*REQUIRED ACTION*.
Copy the lines below exactly, starting with the first and finishing with the one holding "# each instance of the sunflower center"; do not copy the pictures.

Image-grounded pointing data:
::::::::::
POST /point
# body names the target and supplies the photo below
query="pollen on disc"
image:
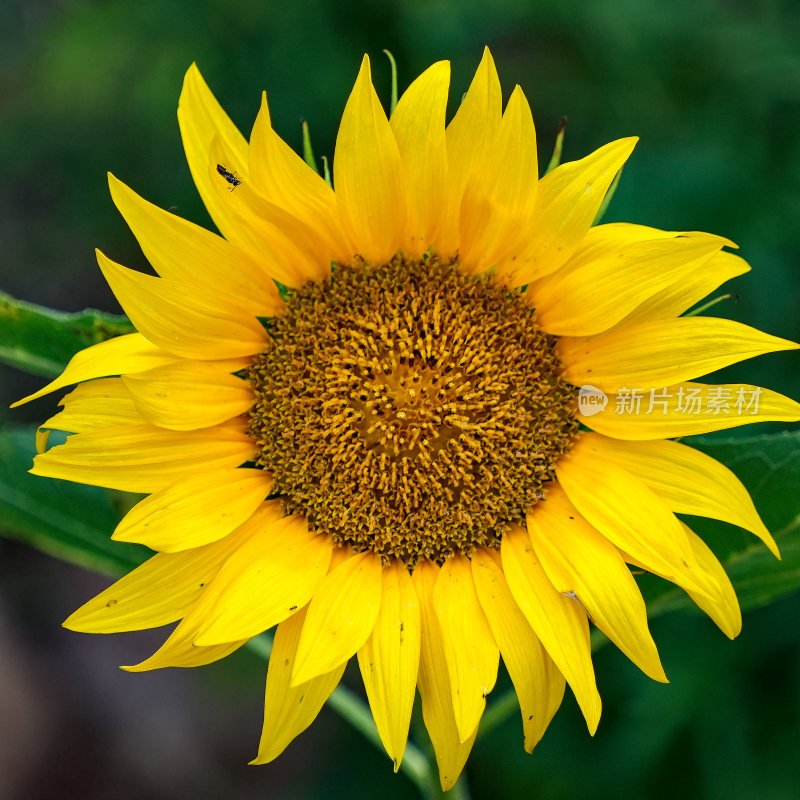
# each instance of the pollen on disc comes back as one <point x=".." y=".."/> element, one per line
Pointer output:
<point x="410" y="409"/>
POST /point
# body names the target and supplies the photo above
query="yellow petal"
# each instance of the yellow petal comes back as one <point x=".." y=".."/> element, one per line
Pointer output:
<point x="289" y="709"/>
<point x="288" y="249"/>
<point x="592" y="294"/>
<point x="179" y="650"/>
<point x="687" y="292"/>
<point x="537" y="681"/>
<point x="418" y="124"/>
<point x="143" y="458"/>
<point x="156" y="593"/>
<point x="276" y="572"/>
<point x="500" y="198"/>
<point x="188" y="395"/>
<point x="629" y="514"/>
<point x="201" y="119"/>
<point x="104" y="403"/>
<point x="723" y="606"/>
<point x="469" y="648"/>
<point x="124" y="354"/>
<point x="389" y="660"/>
<point x="283" y="178"/>
<point x="184" y="252"/>
<point x="582" y="564"/>
<point x="367" y="174"/>
<point x="568" y="200"/>
<point x="468" y="137"/>
<point x="688" y="481"/>
<point x="662" y="352"/>
<point x="434" y="684"/>
<point x="687" y="409"/>
<point x="559" y="622"/>
<point x="341" y="617"/>
<point x="182" y="324"/>
<point x="196" y="509"/>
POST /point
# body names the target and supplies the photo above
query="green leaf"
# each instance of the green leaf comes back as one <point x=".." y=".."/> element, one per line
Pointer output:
<point x="67" y="520"/>
<point x="769" y="466"/>
<point x="42" y="341"/>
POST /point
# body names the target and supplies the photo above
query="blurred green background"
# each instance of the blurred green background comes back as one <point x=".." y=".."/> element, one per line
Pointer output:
<point x="712" y="88"/>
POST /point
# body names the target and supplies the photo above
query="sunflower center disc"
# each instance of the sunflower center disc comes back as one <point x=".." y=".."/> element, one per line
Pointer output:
<point x="410" y="409"/>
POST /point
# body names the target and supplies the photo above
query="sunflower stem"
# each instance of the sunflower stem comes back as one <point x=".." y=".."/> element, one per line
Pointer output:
<point x="308" y="150"/>
<point x="348" y="705"/>
<point x="711" y="303"/>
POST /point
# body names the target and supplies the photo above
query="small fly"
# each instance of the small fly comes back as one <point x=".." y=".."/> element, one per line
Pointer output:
<point x="229" y="176"/>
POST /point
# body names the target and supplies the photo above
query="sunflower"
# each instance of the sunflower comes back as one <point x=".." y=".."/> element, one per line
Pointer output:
<point x="357" y="415"/>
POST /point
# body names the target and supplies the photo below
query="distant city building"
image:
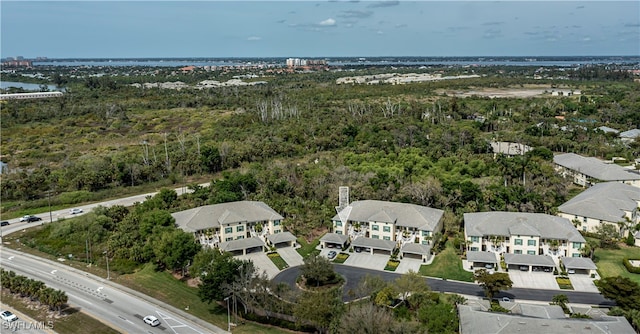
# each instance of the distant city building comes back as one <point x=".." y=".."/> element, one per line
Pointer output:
<point x="17" y="63"/>
<point x="297" y="62"/>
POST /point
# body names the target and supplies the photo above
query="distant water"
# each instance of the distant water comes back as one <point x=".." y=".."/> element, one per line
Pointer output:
<point x="27" y="86"/>
<point x="380" y="61"/>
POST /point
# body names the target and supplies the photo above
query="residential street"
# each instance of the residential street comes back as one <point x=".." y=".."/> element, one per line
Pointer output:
<point x="119" y="307"/>
<point x="353" y="275"/>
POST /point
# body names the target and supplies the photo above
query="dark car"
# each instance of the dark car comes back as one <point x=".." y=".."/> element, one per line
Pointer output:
<point x="31" y="219"/>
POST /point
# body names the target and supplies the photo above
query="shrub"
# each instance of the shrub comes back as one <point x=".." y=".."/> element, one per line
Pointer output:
<point x="631" y="268"/>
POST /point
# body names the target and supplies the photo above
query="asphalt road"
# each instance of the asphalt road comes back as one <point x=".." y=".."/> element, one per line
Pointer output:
<point x="119" y="307"/>
<point x="353" y="275"/>
<point x="16" y="224"/>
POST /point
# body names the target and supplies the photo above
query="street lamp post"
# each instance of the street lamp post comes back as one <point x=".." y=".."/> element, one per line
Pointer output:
<point x="228" y="315"/>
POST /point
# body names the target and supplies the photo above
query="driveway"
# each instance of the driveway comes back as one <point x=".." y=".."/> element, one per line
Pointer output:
<point x="583" y="282"/>
<point x="262" y="263"/>
<point x="290" y="256"/>
<point x="533" y="280"/>
<point x="407" y="264"/>
<point x="366" y="260"/>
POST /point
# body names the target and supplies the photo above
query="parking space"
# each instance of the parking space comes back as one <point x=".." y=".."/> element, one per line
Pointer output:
<point x="262" y="263"/>
<point x="407" y="264"/>
<point x="290" y="256"/>
<point x="533" y="280"/>
<point x="366" y="260"/>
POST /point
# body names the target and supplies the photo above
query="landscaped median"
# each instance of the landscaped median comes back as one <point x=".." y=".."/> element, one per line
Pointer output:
<point x="278" y="260"/>
<point x="392" y="265"/>
<point x="341" y="258"/>
<point x="564" y="283"/>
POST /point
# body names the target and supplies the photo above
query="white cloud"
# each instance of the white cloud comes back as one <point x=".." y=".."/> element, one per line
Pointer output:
<point x="328" y="22"/>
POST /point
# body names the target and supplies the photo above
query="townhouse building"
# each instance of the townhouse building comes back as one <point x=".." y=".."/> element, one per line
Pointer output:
<point x="587" y="171"/>
<point x="381" y="226"/>
<point x="237" y="227"/>
<point x="526" y="240"/>
<point x="611" y="203"/>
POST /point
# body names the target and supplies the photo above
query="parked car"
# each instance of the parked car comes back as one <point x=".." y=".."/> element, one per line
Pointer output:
<point x="332" y="254"/>
<point x="75" y="211"/>
<point x="151" y="321"/>
<point x="8" y="316"/>
<point x="30" y="219"/>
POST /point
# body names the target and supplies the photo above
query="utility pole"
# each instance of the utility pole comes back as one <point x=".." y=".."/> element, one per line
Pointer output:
<point x="228" y="315"/>
<point x="49" y="201"/>
<point x="106" y="255"/>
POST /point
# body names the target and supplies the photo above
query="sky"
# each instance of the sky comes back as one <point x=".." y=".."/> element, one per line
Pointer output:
<point x="337" y="28"/>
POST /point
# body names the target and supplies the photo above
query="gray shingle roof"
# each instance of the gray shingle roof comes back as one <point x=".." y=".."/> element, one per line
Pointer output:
<point x="578" y="263"/>
<point x="486" y="257"/>
<point x="594" y="168"/>
<point x="633" y="133"/>
<point x="210" y="216"/>
<point x="509" y="148"/>
<point x="607" y="129"/>
<point x="334" y="238"/>
<point x="607" y="201"/>
<point x="401" y="214"/>
<point x="240" y="244"/>
<point x="374" y="243"/>
<point x="502" y="223"/>
<point x="413" y="248"/>
<point x="277" y="238"/>
<point x="526" y="259"/>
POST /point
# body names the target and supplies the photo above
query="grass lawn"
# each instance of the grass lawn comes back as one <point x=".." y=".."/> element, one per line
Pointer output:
<point x="609" y="261"/>
<point x="278" y="260"/>
<point x="564" y="283"/>
<point x="392" y="265"/>
<point x="72" y="322"/>
<point x="306" y="248"/>
<point x="447" y="264"/>
<point x="164" y="287"/>
<point x="341" y="258"/>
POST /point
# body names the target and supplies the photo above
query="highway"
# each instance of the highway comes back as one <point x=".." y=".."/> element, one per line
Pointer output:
<point x="17" y="225"/>
<point x="117" y="306"/>
<point x="353" y="275"/>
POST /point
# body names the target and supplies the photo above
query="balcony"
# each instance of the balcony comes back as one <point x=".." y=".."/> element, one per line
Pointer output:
<point x="357" y="231"/>
<point x="209" y="240"/>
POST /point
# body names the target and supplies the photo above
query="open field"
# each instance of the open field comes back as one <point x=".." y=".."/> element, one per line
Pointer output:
<point x="609" y="261"/>
<point x="447" y="264"/>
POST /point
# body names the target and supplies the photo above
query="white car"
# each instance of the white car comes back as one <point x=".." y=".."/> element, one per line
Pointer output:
<point x="151" y="321"/>
<point x="8" y="316"/>
<point x="75" y="211"/>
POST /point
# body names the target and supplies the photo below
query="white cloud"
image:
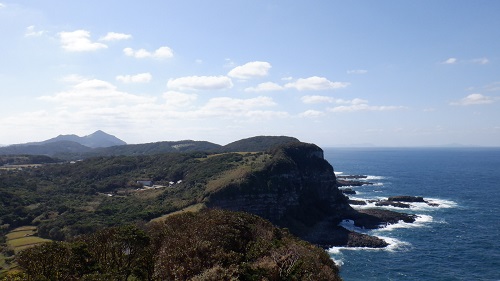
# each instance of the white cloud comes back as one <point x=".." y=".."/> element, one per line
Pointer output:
<point x="178" y="99"/>
<point x="137" y="78"/>
<point x="229" y="63"/>
<point x="327" y="99"/>
<point x="222" y="104"/>
<point x="95" y="93"/>
<point x="73" y="78"/>
<point x="474" y="99"/>
<point x="312" y="114"/>
<point x="315" y="83"/>
<point x="265" y="87"/>
<point x="250" y="70"/>
<point x="114" y="36"/>
<point x="225" y="107"/>
<point x="361" y="105"/>
<point x="493" y="87"/>
<point x="450" y="61"/>
<point x="79" y="41"/>
<point x="357" y="71"/>
<point x="200" y="83"/>
<point x="364" y="107"/>
<point x="160" y="53"/>
<point x="480" y="61"/>
<point x="32" y="32"/>
<point x="317" y="99"/>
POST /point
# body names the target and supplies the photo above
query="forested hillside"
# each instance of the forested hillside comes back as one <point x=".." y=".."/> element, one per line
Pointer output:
<point x="210" y="245"/>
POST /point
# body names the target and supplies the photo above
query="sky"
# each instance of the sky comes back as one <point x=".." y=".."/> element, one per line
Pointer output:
<point x="334" y="73"/>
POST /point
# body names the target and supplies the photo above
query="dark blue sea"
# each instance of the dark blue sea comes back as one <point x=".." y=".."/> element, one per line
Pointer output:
<point x="457" y="240"/>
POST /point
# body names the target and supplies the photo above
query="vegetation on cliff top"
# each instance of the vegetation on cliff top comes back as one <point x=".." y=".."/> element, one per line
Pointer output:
<point x="208" y="245"/>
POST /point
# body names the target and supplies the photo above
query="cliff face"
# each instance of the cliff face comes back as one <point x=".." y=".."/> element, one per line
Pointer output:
<point x="296" y="189"/>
::::::::::
*OUTPUT OF THE EXERCISE*.
POST /point
# body names the target and supplies the photo below
query="pollen on disc"
image:
# each instance of the pollen on disc comes back as one <point x=".." y=".."/> element, one per line
Pointer output:
<point x="410" y="409"/>
POST /point
# body names the target and supplies the photo above
query="yellow petal"
# each instance of the yellow petal comes back as one <point x=".." y=".."/> element, one per line
Pointer output:
<point x="289" y="709"/>
<point x="288" y="249"/>
<point x="592" y="294"/>
<point x="179" y="650"/>
<point x="687" y="292"/>
<point x="537" y="681"/>
<point x="418" y="124"/>
<point x="143" y="458"/>
<point x="156" y="593"/>
<point x="276" y="572"/>
<point x="500" y="198"/>
<point x="188" y="395"/>
<point x="629" y="514"/>
<point x="201" y="119"/>
<point x="104" y="403"/>
<point x="723" y="606"/>
<point x="469" y="648"/>
<point x="124" y="354"/>
<point x="389" y="660"/>
<point x="283" y="178"/>
<point x="184" y="252"/>
<point x="582" y="564"/>
<point x="367" y="174"/>
<point x="568" y="200"/>
<point x="468" y="137"/>
<point x="688" y="481"/>
<point x="662" y="352"/>
<point x="434" y="684"/>
<point x="687" y="409"/>
<point x="559" y="622"/>
<point x="341" y="617"/>
<point x="182" y="324"/>
<point x="196" y="509"/>
POST /point
# body names the target and supplies the photo above
query="green leaf"
# each instance of the green leaf comes back as one <point x=".." y=".."/> element, one per line
Pointer output:
<point x="67" y="520"/>
<point x="769" y="466"/>
<point x="42" y="341"/>
POST /point
# body names the target and supplies the photo above
query="blurred green background"
# each instance of the blurred green background comes back as one <point x=".." y=".."/> element, one per line
Pointer output:
<point x="712" y="88"/>
POST /point
# body names the target and supplies the photo above
query="sunflower center disc"
# each instance of the sunflower center disc comes back as one <point x=".." y=".."/> element, one per line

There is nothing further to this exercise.